***** DATA FOR THIS EXERCISE
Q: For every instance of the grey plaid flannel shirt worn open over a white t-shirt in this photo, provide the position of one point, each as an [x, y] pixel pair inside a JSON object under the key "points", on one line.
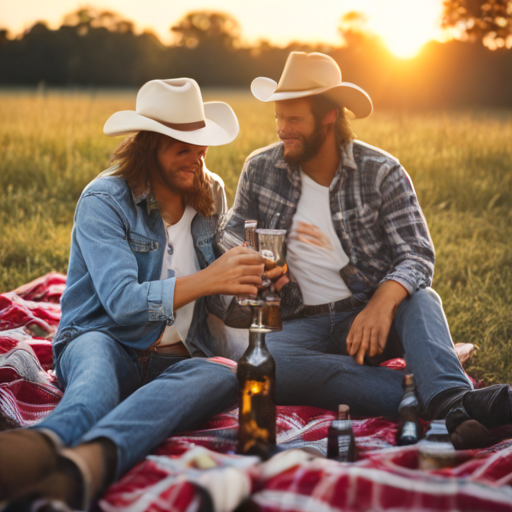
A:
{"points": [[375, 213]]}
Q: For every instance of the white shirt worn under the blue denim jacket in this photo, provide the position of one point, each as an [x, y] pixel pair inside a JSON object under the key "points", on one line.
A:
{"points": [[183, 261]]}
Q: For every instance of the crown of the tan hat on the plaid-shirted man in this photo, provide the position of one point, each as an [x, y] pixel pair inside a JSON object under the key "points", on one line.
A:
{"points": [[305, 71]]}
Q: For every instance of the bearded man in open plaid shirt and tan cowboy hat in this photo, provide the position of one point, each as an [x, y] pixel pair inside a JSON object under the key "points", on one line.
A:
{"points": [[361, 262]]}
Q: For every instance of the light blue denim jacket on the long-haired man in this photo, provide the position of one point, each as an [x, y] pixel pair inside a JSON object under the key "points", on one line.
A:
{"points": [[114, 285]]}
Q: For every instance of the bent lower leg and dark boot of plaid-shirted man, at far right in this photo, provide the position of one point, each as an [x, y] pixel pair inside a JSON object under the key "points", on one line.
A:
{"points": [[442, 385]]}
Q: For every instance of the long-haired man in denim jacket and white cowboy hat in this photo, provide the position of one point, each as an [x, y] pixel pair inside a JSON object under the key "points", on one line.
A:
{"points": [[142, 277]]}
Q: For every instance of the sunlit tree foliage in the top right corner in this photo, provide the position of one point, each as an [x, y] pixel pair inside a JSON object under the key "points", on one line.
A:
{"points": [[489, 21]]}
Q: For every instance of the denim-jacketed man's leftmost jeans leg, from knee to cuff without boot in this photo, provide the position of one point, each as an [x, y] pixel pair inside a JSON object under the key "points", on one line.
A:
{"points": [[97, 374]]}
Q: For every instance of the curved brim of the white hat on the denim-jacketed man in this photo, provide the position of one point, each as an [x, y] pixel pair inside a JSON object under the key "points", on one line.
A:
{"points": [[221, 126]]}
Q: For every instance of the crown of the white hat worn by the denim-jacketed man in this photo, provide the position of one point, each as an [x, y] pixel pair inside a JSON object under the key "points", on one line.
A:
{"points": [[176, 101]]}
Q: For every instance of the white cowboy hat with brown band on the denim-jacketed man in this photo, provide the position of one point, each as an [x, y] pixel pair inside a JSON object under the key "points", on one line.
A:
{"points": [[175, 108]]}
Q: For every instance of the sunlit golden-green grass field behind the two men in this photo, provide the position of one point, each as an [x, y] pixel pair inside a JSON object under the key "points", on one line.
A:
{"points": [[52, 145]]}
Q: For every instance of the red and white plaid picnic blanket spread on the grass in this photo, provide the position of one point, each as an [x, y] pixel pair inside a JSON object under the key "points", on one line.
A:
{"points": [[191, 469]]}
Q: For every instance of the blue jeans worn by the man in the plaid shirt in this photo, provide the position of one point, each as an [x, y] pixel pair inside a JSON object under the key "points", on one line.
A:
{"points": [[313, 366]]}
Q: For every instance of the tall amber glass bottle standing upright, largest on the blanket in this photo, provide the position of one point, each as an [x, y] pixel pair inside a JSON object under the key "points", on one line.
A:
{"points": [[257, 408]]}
**********
EXERCISE PROMPT ▸ Using the material above, gather every line that includes "haired".

ANSWER SPACE ▸
Q: For every instance of the light blue denim jacket on the long-haired man in this photo, provide the position of one point, each as an [x, y] pixel pair inside a JSON object under the key "points", on one line.
Q: For every instance of the long-haired man in denim jacket and white cowboy hat in this photo, provide the position of one point, each as an [x, y] pixel pair inside a JSON object under the key "points", on one line.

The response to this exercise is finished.